■ **Short problem**
Return the records in full, exactly as given.
-------- Supplied data --------
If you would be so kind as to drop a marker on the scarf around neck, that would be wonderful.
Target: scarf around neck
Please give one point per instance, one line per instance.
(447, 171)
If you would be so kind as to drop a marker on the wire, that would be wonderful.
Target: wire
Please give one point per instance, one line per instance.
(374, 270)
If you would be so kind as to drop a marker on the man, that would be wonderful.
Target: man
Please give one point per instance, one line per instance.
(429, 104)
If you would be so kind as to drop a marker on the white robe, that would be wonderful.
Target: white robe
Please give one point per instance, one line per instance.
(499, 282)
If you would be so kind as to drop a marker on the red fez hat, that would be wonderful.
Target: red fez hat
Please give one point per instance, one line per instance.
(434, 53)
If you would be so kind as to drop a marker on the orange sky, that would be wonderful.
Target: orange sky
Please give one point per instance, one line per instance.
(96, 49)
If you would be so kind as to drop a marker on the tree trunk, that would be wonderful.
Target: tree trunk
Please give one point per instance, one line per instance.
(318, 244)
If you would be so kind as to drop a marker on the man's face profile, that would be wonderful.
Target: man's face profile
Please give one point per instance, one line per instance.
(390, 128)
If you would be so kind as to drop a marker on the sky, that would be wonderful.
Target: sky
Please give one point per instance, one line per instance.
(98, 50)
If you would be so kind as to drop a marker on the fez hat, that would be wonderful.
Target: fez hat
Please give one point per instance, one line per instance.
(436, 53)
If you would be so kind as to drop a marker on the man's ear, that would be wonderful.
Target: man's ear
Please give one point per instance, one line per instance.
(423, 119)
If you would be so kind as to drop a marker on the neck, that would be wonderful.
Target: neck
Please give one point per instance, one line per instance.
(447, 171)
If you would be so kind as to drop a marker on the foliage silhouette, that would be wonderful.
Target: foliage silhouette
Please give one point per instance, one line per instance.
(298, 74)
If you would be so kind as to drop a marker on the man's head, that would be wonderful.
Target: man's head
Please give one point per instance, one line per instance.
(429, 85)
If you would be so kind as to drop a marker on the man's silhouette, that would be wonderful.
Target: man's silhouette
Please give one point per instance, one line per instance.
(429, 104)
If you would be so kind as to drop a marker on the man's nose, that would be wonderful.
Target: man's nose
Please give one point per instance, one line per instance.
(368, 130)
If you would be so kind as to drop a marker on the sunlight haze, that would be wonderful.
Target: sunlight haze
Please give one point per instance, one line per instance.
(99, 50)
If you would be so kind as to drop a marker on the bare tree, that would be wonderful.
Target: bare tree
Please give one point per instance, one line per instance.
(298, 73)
--------
■ **Answer to this exercise**
If you would be so kind as to drop a marker on the scarf around neck, that would be wonderful.
Target: scarf around neck
Please give one point per instance, one line per instance.
(447, 171)
If you would be so kind as to drop a marker on the wire, that would be wonderful.
Target: wire
Please give one point per instance, one line per instance.
(374, 270)
If you would be so kind as to drop a marker on the man, that would be wonderful.
Target: man
Please give one point per instance, one line per instance.
(429, 104)
If you would be so kind as to drop a marker on the white robe, that would be wonderful.
Target: white robe
Please give one point per instance, one line per instance.
(499, 282)
If you would be so kind as to drop a marker on the red fez hat, that would be wonderful.
Target: red fez hat
Please give one point per instance, one line per instance.
(434, 53)
If you would be so kind as to drop a marker on the orange sky, that would be wonderful.
Target: orange sky
Please give one point per instance, one line per instance.
(96, 49)
If you would be so kind as to drop a marker on the tree trunk, that would be wonderful.
Target: tree trunk
Please give one point per instance, one line per instance.
(318, 244)
If you would be so kind as to drop a marker on the man's face profile, that would be wonderful.
Target: man's face profile
Please give one point per instance, one line per instance.
(390, 128)
If you would be so kind as to drop a marker on the sky, that would be wonderful.
Target: sky
Please give one point per instance, one line per instance.
(98, 50)
If you would be so kind as to drop a marker on the fez hat, that would be wonderful.
Target: fez hat
Please give one point per instance, one line per instance.
(436, 53)
If you would be so kind as to drop a marker on the man's ear, that would be wonderful.
Target: man's ear
Please give one point per instance, one line per instance.
(423, 119)
If you would be so kind as to drop a marker on the neck, that would be wonderful.
Target: neck
Please give one point per instance, one line per instance.
(447, 171)
If you would be so kind as to drop a marker on the foliage silhouette, that would be wonderful.
Target: foliage silhouette
Please give one point per instance, one line per instance.
(298, 74)
If you would be so kind as to drop a marker on the man's head, that would be wonderful.
Target: man's head
Please give one point per instance, one line per instance.
(429, 85)
If you would be so kind as to drop a marker on the man's silhouette, that would be wonderful.
Target: man's silhouette
Please give one point per instance, one line per instance.
(429, 104)
If you would be so kind as to drop a marker on the man's nose, that would be wonderful.
Target: man's nose
Please give one point per instance, one line per instance.
(368, 130)
If you would be so kind as to drop a marker on the sunlight haze, that would be wonderful.
Target: sunlight haze
Please give one point per instance, one line per instance.
(99, 50)
If you would be so kind as to drop a marker on the bare tree, that would be wonderful.
Target: bare tree
Please give one point per instance, one line per instance.
(298, 73)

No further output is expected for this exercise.